Liste des tâches >>
• a. Dans l'extrait sur l'inconnu du Cherche-Midi, à quelle heure la lettre d'adieu est-elle datée ?
• b. Prolongez l'extrait sur l'inconnu du Cherche-Midi à partir de sa dernière phrase.

Extrait de la source >>
* * * *

L’inconnu de la prison du Cherche-Midi fusillé au Mont-Valérien
Par Jacky Tronel | vendredi 28 octobre 2011 | Catégorie : Dernières parutions, RECHERCHES | 5 commentairesAu soir du 14 décembre 1941, dans une cellule de la prison militaire du Cherche-Midi, un condamné à mort rédige une lettre d’adieu dans laquelle il fait connaître aux siens ses dernières volontés. Ils seront des dizaines comme lui, fusillés le lendemain matin comme otages, au Mont-Valérien. Cette lettre, récemment exhumée, porte pour seule signature la lettre « R », initiale vraisemblable du prénom. Qui est cet homme ? Chronique d’une recherche aboutie…
Texte intégral de la lettre du fusillé « R »
Prison du Cherche-Midi, Paris le 14/12/41, 10 h.30 du soir.
Chères sœurs, Chère Femme et Enfants, chère Maman, Beaux-frères, Belles-sœurs, Neveux et nièces, Parents et amis, Tous bien-aimés.
Il m’est pénible et à la fois nécessaire de te charger de mes dernières volontés. La seule lettre que j’écris ce soir est pour vous tous. Prends courage pour supporter cette nouvelle épreuve. Mes recommandations sont courtes et vous sont demandées bien humblement. 1° de m’oublier, de penser à mes enfants qui ne sont pas responsables. 2° de prendre avec Henri la liquidation de l’atelier et de payer ce que je dois.
Quant à Berthe une épreuve s’impose et je lui demande de prendre courageusement sa tâche et de la mener à bien, ma petite Colette et Roland la seconderont, j’en suis certain.
Nous sommes prévenus depuis ½ heure que notre exécution aura lieu à l’aube. J’ignore les motifs de ces mesures, mais soyez persuadés que j’attends cette heure avec un courage que je m’ignorais, les yeux secs, la conscience saine, et demain je tomberai vaillamment. Je ne regretterai la vie que pour vous tous et ne pouvant vous serrer comme je vous aime, je te charge de le faire pour moi en ayant soin de ménager ma pauvre mère et mes enfants. Assez d’innocentes victimes qu’un simple hasard condamne.
Je vous quitte donc avec mes dernières pensées et mes plus tendres baisers. L’heure est là ; j’ai passé une bonne nuit. Adieu à tous. R.

* * * *

Bloc de données >>
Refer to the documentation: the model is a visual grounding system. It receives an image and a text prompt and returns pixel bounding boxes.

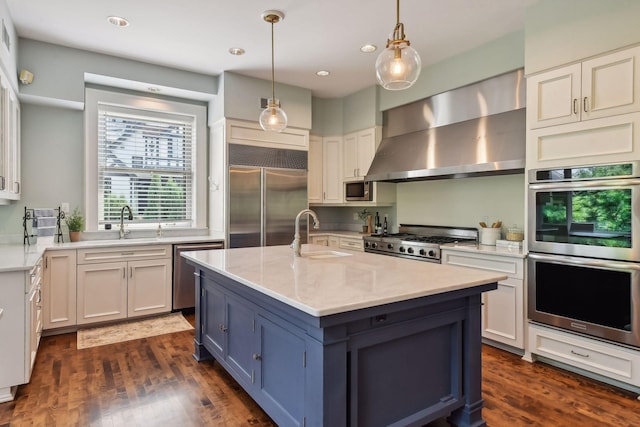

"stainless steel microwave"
[344,181,373,202]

* * * *

Réponses aux tâches >>
• a. À 10 h 30 du soir, le 14 décembre 1941.

• b.
Ce que la lettre nous révèle sur son auteur…
Cette lettre-testament témoigne d’une remarquable dignité. L’auteur fait montre d’une grande force de caractère. C’est un lettré. Son expression est claire, son discours limpide, sa maîtrise de l’écriture est parfaite, pas une faute d’orthographe. On devine que « R » n’est pas croyant, aucune allusion à un au-delà… pas de message patriotique non plus, ni de trace formelle d’un quelconque engagement politique, même si en déclarant que ses enfants « ne sont pas responsables », « R » semble vouloir endosser une part de responsabilité dans l’épreuve que lui et ses proches vont subir. Le ton est mesuré, aucune amertume ne transparaît, si ce n’est dans cette phrase : « Assez d’innocentes victimes qu’un simple hasard condamne. » La conclusion de la lettre exprime une paisible résignation ainsi que, vraisemblablement, le souci d’épargner ses proches et d’adoucir leur peine.
S’il est impossible de déceler l’identité de l’exécuteur testamentaire à qui le courrier est adressé, on devine que Berthe est l’épouse, tandis que Colette et Roland sont les enfants du couple.
Sur les traces de « R »
La lettre ayant été écrite le 14/12/1941, la veille au soir de l’exécution, c’est donc parmi les otages fusillés le 15 décembre 1941 qu’il fallait chercher « R ». En région parisienne, les condamnés à mort écroués à la prison allemande du Cherche-Midi sont pour la plupart fusillés au fort du Mont-Valérien (commune de Suresnes). Je me suis donc tourné vers la base de données des personnes fusillées au Mont-Valérien au cours de la Seconde Guerre mondiale qui recense les 1010 victimes dont les noms sont inscrits sur le monument commémoratif édifié au Mont-Valérien. Le webmestre contacté a bien voulu m’adresser la liste des 69 fusillés du 15 décembre 1941. Le seul dont le prénom commence par la lettre R se nomme BERNE Roger Joseph Eugène, né le 21 août 1900, dans le Doubs.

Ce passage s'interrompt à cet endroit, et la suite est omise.